What you will do: Edit the material from the line with "the goalie helmet" to the line with "476,138,567,201", replacing "goalie blocker" with "goalie catching glove" and leaving everything else unchanged. Return only those lines.

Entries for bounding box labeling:
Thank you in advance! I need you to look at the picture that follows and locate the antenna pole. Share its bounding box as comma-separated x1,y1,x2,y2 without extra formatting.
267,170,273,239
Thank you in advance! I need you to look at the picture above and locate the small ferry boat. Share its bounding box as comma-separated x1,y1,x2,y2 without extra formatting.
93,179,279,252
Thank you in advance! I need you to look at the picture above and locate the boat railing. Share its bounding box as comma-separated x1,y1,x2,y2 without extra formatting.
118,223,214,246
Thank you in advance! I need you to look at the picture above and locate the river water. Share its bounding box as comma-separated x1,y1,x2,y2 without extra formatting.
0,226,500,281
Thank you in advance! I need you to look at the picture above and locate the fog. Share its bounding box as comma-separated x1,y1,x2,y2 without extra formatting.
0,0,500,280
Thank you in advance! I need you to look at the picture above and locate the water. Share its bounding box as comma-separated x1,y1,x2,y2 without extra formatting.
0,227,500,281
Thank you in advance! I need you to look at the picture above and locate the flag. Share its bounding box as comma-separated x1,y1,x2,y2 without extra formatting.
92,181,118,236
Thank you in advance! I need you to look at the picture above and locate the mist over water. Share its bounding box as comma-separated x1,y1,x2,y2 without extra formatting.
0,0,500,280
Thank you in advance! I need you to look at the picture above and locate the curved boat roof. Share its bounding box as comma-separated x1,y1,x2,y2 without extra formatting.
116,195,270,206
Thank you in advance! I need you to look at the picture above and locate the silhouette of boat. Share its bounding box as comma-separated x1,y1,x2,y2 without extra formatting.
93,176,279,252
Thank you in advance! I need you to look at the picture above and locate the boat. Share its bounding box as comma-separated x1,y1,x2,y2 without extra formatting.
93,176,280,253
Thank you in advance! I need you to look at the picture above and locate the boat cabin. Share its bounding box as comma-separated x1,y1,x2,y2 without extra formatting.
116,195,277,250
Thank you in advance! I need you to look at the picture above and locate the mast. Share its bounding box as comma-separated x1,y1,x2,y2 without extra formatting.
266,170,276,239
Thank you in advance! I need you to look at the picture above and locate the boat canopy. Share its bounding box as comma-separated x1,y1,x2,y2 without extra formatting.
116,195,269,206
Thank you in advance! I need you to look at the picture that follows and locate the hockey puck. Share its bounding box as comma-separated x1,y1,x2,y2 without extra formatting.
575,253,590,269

* * *

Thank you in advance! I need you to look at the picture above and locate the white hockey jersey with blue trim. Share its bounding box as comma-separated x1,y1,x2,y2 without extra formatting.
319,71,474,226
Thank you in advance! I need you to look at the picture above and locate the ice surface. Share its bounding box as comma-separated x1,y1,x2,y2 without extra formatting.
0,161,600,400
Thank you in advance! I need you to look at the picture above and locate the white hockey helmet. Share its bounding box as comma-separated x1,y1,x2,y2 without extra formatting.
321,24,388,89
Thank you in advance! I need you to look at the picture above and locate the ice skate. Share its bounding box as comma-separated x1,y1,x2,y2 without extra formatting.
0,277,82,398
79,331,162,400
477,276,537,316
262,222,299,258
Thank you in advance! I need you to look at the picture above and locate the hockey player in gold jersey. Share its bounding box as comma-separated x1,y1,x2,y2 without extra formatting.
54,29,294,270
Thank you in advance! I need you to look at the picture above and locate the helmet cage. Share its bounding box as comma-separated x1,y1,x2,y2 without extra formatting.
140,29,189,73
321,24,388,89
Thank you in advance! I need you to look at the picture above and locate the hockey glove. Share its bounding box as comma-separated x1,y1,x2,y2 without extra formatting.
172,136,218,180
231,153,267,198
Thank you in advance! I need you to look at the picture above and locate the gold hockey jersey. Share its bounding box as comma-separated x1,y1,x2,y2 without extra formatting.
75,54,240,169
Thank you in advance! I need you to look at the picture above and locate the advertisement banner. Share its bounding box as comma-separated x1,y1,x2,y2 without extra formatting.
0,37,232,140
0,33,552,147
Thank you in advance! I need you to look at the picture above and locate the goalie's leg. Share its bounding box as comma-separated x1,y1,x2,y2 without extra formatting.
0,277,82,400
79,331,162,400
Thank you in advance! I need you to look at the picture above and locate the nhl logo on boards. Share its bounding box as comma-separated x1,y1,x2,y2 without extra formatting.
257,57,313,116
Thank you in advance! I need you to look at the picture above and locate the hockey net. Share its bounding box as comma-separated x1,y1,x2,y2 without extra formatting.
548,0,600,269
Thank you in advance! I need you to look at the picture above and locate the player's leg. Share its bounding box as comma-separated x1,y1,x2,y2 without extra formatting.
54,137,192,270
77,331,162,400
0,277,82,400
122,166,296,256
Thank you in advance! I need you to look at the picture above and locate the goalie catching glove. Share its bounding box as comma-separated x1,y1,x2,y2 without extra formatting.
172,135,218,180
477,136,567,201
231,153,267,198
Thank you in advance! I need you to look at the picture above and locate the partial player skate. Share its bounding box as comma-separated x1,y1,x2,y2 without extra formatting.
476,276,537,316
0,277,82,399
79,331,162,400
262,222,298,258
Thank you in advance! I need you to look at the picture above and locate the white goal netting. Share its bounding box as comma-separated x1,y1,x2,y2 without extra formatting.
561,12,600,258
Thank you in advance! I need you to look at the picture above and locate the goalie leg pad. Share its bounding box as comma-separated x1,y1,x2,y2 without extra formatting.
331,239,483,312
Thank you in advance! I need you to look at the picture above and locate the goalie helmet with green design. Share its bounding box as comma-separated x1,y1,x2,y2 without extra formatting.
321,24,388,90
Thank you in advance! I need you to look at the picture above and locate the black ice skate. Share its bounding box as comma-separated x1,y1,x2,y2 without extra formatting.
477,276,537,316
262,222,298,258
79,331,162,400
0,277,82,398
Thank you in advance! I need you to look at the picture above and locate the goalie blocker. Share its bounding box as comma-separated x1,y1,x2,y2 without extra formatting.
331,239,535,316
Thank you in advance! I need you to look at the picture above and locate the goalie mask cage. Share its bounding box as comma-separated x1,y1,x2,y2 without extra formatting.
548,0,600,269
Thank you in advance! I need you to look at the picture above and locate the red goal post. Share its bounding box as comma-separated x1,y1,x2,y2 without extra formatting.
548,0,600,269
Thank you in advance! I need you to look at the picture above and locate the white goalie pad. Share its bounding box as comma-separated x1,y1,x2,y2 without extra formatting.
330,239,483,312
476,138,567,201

...

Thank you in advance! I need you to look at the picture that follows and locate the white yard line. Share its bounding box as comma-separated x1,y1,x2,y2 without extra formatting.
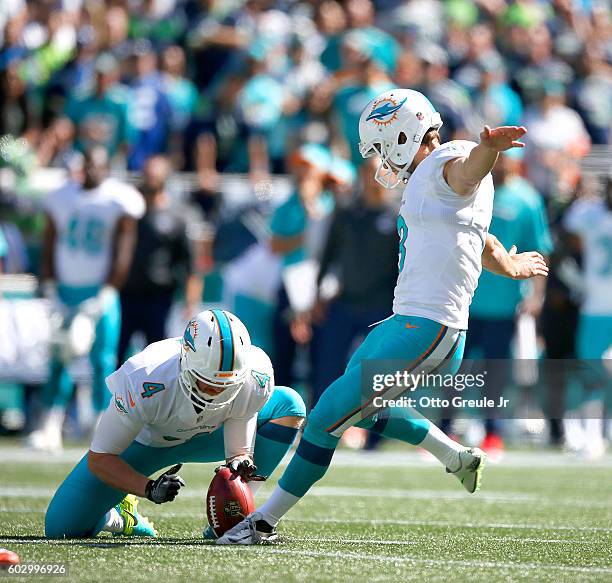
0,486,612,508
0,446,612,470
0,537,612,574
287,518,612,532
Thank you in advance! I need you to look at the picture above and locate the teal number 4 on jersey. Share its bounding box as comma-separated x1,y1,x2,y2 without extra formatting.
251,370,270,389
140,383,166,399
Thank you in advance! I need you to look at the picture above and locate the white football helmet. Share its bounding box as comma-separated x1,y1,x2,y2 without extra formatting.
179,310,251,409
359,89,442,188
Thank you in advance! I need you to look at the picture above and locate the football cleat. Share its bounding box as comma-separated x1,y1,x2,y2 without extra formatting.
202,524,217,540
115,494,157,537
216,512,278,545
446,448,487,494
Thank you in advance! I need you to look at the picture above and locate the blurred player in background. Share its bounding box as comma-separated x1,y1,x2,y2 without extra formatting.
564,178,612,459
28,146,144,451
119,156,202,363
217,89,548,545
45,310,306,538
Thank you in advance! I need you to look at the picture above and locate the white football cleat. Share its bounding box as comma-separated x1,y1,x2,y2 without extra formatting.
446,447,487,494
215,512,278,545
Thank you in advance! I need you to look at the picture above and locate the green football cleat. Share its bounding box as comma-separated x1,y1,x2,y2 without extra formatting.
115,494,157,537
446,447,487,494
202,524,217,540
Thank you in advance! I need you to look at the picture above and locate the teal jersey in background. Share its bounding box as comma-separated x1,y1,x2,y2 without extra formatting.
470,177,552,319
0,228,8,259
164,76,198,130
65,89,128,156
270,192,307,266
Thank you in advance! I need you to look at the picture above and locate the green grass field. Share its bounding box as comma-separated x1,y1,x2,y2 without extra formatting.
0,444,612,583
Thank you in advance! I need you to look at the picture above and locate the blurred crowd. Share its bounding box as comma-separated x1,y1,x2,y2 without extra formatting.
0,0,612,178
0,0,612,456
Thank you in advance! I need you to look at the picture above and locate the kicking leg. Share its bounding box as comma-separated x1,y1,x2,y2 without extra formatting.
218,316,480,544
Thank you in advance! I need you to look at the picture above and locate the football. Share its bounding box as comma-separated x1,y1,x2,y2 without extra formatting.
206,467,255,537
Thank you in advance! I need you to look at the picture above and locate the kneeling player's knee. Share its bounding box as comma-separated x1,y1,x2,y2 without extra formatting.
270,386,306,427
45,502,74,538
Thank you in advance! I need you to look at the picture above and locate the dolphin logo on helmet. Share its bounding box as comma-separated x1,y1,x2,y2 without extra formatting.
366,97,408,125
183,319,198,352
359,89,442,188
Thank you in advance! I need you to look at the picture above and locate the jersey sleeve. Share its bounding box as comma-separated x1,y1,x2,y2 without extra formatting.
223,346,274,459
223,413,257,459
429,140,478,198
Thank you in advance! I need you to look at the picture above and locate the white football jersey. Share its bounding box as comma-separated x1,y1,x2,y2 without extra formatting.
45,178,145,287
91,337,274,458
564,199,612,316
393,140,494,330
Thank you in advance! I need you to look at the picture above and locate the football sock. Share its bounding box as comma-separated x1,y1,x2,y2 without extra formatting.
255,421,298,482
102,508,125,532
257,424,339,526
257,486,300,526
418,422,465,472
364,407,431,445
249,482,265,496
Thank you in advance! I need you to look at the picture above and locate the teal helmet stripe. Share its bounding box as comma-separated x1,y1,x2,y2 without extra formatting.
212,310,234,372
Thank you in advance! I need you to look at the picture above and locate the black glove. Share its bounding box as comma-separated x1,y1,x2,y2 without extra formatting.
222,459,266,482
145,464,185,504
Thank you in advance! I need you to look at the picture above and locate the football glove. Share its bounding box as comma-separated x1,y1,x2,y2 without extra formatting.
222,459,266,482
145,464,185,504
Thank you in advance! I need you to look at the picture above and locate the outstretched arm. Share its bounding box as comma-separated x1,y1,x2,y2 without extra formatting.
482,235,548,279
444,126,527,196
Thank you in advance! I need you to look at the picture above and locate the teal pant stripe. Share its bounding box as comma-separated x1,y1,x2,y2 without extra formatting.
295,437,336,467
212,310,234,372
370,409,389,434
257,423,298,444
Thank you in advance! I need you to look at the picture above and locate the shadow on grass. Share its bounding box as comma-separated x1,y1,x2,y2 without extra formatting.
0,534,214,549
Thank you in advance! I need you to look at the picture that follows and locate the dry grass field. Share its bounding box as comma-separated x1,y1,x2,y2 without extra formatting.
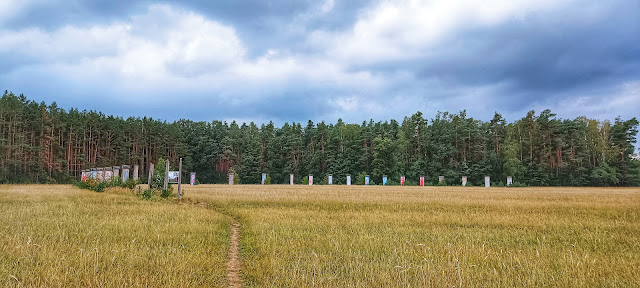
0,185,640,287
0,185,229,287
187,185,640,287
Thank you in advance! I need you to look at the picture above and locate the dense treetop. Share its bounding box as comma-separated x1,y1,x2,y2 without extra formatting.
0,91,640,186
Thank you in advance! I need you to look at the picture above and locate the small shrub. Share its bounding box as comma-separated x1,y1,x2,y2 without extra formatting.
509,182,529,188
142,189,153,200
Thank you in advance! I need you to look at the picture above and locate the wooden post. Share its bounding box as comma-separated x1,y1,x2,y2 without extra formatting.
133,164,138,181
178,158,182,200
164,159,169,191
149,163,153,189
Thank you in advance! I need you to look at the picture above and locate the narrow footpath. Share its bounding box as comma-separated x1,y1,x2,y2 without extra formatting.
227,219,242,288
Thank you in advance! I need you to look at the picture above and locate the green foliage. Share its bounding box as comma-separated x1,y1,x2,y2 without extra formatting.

Solution to the problem:
Thank you in advance! I need you to look at the picture above and locate the goalie helmet with green design. Share its bounding box as comma-separated x1,y1,x2,y2 without extra formatting.
321,24,388,90
Thank you in advance! I need you to look at the picture above and locate the black ice skate. Share its bounding box as comma-separated x1,y1,x2,y2 without extra formatting.
477,276,537,316
262,222,298,258
79,331,162,400
0,277,82,398
Thank you in advance! I need you to look at the picture above and locate the goalie catching glove. Share its bounding box as comma-separated x1,y1,x2,y2 without extra formatting.
331,239,535,316
Thank you in advance! I need you to look at the picture above and locate the goalie mask cage. Share its bounding box as comma-separated x1,y1,x2,y2 without extra formatting.
548,0,600,269
Thank you in advance! I need you to look at the picture above and locate the red goal post. Share its bounding box as comma-separated x1,y1,x2,y2 without extra formatting.
548,0,600,269
Thank you in advance! I need you to look at the picture above and locate the white goalie pad. Share its bounding box as comma-separated x1,y1,x2,y2 without extra formatting.
330,239,483,312
476,138,567,201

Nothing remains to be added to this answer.